## [Page text]
5,65 Gary C. Curhan et al., “A Prospective Study of Dietary Calcium and Other Nutrients and the Risk of Symptomatic Kidney Stones,” The New England Journal of Medicine 328 (1993): 833-8.6 Kathleen M. Stadler, “The Diet and Cancer Connection,” Virginia Tech, Nov. 1997.
In the above charts, you will notice a few things. First, there is no column for calories from fat. Also many of the high protein sources are also high in carbohydrates. When looking at diet, we have to look at the balance of protein, fats and carbohydrates. All three are required in your daily diet for cell formation, energy and in the case of this article, for muscle.
This is one of many charts on proteins that exists. Google and copy your favorite as you are planning your regimen. Always seek out the advice of a professional before making major changes in diet or exercise routines.
Risks of Excessive protein.
The four major risks of too much protein are: Kidney and Liver damage, Dehydration, Hypocalcemia, Osteoporosis, Kidney and Liver Damage.
What is too much protein? Anything greater then 30% of your total calories. For a women consuming between 1500-2000 calories per day that would be 450-600 calories from protein. Men tend to require greater daily caloric intake averaging from 2000-2500 calories per day which would means that 600-750 calories from protein is their upper limit.
Too much protein can lead to having ketones in the body. The much purported Atkins diet achieved this distinction from the heavy focus on consuming meats and fats. Increase ketones can lead to organ toxicity. The major organs affected are the Kidneys and Liver. When the Kidneys are overwhelmed this can lead to dehydration. This can show up as a weight loss (Atkins diet) but also a loss of muscle mass and calcium loss, resulting in weakness and fatigue. Is this really a problem?
The answer is a definitive YES. Increased protein digestion leads to decreases in pH. This lowered pH means the body and its systems (blood, digestion, etc.) become acidic. As the body and blood become acidic, there is an internal mechanism that wants to increase the pH to keep it more neutral (6.5 to 7). The acidity in the body leeches chemicals, especially Calcium which the body uses to help neutralize the acid. Lower Calcium causes what?

## [Entries provided]

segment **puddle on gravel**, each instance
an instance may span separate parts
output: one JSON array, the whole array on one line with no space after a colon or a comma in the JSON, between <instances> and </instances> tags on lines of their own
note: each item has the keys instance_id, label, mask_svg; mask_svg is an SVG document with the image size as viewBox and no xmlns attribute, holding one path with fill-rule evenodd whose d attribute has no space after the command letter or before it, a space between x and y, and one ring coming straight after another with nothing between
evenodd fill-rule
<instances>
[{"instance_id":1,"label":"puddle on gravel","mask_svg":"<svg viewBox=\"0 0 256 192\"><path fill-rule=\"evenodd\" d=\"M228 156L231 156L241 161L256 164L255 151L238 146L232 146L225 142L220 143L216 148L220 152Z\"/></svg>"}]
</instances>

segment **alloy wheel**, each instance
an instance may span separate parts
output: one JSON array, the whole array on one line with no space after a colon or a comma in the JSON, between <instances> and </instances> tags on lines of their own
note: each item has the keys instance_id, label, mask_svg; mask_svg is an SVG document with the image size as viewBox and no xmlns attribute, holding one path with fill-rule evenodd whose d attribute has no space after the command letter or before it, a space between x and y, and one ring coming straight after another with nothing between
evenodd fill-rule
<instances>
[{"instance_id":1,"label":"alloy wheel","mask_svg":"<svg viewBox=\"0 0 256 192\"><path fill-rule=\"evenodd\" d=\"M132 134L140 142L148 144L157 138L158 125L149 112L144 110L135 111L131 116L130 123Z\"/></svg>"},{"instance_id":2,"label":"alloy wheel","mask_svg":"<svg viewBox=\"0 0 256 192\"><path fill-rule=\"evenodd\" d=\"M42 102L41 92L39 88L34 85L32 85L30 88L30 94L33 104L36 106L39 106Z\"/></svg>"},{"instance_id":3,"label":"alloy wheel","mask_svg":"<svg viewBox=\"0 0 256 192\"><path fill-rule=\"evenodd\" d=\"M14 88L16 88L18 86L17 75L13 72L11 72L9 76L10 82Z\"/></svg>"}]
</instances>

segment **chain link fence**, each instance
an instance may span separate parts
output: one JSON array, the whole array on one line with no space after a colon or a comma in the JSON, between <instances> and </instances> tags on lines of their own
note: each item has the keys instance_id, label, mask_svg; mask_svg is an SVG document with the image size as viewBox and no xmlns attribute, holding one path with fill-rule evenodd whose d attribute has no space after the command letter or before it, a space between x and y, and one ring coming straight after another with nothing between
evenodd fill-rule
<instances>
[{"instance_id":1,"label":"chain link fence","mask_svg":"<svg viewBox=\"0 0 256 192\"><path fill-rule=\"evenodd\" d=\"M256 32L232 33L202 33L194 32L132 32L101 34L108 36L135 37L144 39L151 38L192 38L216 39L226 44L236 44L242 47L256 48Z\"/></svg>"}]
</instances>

## [Requirement A]
Duplicate the passage of the protein article from "5,65 Gary C." to "of Excessive protein.".
## [Requirement B]
In the protein article, which major organs are affected by increased ketones?

## [Exercise answer A]
5,65 Gary C. Curhan et al., “A Prospective Study of Dietary Calcium and Other Nutrients and the Risk of Symptomatic Kidney Stones,” The New England Journal of Medicine 328 (1993): 833-8.6 Kathleen M. Stadler, “The Diet and Cancer Connection,” Virginia Tech, Nov. 1997.
In the above charts, you will notice a few things. First, there is no column for calories from fat. Also many of the high protein sources are also high in carbohydrates. When looking at diet, we have to look at the balance of protein, fats and carbohydrates. All three are required in your daily diet for cell formation, energy and in the case of this article, for muscle.
This is one of many charts on proteins that exists. Google and copy your favorite as you are planning your regimen. Always seek out the advice of a professional before making major changes in diet or exercise routines.
Risks of Excessive protein.

## [Exercise answer B]
The kidneys and liver.